(TASK DETAILS):
Please repeat the lines below, exactly and only, from the one that holds "Target: blue pedestrian crossing sign" through the one that holds "pixel 848 274".

Point-per-instance localization data:
*** Begin section ***

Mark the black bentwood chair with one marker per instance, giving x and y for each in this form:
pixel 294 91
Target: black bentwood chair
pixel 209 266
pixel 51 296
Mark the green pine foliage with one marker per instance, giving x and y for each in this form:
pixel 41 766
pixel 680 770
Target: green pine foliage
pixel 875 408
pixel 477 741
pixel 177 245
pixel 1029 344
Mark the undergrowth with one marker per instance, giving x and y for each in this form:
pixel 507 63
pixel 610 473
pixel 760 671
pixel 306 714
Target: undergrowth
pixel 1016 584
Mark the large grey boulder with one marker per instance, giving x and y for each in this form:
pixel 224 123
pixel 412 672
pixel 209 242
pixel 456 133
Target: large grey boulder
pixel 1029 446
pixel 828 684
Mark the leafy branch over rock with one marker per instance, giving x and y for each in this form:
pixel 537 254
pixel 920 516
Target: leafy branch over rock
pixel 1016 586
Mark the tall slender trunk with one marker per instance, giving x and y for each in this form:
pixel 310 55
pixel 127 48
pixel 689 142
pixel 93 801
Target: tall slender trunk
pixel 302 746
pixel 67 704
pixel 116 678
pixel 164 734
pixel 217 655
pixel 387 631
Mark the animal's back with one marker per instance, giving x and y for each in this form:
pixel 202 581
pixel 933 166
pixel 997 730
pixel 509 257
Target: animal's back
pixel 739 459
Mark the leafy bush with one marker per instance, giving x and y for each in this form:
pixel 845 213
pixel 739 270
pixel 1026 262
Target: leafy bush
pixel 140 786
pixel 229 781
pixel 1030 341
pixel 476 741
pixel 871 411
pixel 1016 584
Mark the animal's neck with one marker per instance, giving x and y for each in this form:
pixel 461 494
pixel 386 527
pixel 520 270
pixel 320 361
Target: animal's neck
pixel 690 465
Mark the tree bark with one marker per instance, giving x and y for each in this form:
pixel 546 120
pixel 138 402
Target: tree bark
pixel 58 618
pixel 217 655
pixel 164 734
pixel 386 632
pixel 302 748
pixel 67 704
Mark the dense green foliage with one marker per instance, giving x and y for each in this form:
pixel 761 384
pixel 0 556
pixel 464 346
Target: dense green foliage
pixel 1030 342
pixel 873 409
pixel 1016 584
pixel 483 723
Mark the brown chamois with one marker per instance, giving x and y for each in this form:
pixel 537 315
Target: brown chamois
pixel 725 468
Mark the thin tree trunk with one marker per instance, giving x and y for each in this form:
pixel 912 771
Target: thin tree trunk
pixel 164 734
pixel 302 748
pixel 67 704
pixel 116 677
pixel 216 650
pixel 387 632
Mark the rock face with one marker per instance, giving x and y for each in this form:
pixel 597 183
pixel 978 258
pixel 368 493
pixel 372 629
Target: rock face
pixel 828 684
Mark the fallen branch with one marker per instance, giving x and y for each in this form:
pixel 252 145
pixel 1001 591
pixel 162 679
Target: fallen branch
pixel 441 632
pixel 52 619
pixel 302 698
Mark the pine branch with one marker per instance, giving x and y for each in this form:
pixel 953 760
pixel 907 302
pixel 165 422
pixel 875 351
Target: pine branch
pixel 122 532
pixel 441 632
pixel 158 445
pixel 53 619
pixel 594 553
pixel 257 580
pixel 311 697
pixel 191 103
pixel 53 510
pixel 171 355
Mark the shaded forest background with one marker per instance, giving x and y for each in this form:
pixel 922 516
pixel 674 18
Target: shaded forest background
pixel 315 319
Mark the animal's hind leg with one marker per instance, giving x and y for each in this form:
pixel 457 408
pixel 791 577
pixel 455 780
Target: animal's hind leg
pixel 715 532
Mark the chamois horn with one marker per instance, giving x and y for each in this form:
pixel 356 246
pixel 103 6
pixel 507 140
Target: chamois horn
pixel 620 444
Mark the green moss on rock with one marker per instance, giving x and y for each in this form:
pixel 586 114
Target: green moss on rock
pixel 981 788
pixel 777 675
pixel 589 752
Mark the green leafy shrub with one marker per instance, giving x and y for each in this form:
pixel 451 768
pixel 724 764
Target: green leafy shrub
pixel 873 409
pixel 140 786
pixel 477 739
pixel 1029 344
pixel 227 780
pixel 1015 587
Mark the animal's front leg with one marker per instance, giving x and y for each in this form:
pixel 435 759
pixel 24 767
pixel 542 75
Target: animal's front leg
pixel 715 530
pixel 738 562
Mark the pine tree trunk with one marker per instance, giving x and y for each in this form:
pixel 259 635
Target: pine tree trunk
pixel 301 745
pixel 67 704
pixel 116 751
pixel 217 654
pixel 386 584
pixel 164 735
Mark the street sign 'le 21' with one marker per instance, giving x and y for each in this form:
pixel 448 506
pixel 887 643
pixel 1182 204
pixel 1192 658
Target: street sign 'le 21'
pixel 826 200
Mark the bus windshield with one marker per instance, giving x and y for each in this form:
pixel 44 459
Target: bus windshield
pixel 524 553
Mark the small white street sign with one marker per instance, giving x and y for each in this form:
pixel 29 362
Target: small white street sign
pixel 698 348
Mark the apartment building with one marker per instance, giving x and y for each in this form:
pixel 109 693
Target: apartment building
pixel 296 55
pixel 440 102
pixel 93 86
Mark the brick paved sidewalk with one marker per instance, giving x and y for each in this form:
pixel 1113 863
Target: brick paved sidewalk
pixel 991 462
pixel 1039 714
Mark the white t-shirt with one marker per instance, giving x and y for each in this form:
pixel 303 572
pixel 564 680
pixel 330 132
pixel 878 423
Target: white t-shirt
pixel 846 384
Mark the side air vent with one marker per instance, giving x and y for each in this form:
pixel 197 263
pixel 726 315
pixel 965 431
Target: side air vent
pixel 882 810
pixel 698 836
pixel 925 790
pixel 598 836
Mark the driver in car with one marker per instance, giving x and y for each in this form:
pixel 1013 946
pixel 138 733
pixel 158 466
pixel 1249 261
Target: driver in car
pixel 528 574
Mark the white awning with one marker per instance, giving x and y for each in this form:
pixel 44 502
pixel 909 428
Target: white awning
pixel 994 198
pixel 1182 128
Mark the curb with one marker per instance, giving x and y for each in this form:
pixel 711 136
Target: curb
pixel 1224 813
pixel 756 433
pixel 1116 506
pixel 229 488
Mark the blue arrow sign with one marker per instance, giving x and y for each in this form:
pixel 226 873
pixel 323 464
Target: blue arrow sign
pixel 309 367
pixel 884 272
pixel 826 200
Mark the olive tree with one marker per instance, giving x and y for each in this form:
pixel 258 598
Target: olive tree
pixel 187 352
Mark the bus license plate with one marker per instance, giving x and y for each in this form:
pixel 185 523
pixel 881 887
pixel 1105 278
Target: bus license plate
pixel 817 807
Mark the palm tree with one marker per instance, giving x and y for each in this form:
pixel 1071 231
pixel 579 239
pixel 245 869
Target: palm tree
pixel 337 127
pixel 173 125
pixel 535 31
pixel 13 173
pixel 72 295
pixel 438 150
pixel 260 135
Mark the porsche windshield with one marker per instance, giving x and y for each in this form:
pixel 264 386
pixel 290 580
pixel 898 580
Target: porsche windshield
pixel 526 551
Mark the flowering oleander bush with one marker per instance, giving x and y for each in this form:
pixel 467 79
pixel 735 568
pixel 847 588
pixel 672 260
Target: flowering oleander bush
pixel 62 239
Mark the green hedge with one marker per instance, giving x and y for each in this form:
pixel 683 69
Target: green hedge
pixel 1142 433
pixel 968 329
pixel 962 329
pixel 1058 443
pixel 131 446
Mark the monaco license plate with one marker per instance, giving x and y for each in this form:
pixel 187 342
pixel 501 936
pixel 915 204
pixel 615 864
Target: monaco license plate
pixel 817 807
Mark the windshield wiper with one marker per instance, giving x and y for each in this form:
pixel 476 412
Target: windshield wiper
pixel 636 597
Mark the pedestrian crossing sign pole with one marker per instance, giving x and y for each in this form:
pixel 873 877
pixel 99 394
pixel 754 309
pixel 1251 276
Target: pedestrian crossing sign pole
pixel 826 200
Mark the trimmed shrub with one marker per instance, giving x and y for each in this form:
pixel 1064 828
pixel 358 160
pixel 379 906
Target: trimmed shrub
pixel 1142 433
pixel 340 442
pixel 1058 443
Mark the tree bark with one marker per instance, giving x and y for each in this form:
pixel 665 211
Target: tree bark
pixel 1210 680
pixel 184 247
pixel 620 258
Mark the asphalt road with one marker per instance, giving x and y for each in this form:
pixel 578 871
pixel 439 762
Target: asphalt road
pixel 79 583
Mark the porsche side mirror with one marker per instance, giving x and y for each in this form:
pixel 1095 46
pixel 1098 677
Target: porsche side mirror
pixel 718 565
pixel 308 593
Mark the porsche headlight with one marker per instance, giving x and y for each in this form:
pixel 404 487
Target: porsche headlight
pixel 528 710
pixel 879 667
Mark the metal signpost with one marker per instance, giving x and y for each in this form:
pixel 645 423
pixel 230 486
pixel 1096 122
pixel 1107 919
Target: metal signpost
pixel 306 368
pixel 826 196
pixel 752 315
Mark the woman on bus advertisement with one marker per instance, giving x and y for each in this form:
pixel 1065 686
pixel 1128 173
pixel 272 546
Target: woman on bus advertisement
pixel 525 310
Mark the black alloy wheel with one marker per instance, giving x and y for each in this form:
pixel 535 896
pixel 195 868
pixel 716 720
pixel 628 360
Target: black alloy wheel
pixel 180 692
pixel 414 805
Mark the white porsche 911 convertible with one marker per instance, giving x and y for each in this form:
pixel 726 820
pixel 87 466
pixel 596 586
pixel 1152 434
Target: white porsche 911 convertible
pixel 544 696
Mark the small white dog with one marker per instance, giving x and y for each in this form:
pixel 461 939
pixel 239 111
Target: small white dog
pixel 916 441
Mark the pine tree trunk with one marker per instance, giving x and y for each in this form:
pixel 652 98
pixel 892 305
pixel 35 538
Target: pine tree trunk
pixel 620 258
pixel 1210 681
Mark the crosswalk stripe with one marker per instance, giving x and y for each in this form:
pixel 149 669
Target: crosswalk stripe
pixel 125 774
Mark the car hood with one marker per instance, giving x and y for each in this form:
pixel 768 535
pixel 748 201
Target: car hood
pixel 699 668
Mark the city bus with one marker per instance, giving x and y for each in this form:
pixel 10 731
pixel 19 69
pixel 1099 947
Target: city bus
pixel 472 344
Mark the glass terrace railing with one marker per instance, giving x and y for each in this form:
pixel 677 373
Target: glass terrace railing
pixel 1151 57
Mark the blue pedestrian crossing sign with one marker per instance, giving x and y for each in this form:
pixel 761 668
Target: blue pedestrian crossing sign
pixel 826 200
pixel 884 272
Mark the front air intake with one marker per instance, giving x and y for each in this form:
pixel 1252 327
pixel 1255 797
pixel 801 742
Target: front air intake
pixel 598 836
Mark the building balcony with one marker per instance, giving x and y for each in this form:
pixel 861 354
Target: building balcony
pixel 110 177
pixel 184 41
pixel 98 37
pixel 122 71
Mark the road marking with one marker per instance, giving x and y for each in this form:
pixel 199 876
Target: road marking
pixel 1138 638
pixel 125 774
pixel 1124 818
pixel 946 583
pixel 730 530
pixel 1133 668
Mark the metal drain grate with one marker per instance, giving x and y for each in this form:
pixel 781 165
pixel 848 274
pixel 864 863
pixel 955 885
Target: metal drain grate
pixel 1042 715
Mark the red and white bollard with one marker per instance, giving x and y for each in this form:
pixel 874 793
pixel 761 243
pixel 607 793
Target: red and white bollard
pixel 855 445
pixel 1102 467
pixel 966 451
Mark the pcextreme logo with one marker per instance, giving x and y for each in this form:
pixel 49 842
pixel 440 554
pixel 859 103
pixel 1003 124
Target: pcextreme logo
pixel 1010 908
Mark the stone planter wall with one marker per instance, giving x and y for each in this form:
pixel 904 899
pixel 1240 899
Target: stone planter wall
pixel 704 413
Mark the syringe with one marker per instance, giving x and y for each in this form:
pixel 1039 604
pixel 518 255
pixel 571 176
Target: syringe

*** End section ***

(SOLUTION FOR THIS PROBLEM):
Target: blue pedestrian crossing sign
pixel 826 200
pixel 884 272
Mark the front air intake with one marker per instance, giving x and y for each in this form:
pixel 1252 327
pixel 1255 797
pixel 801 742
Target: front air intake
pixel 598 836
Mark the building balcony with one marker per instance, giving x and y for each in this form:
pixel 861 354
Target: building balcony
pixel 110 177
pixel 184 41
pixel 98 37
pixel 122 71
Mark the road marking with one marker per instance, giving x and y for each in this form:
pixel 199 876
Target: road marking
pixel 1138 638
pixel 125 774
pixel 1124 818
pixel 946 583
pixel 730 530
pixel 1133 668
Mark the metal drain grate with one marker per instance, giving x and y for each in this form:
pixel 781 165
pixel 848 274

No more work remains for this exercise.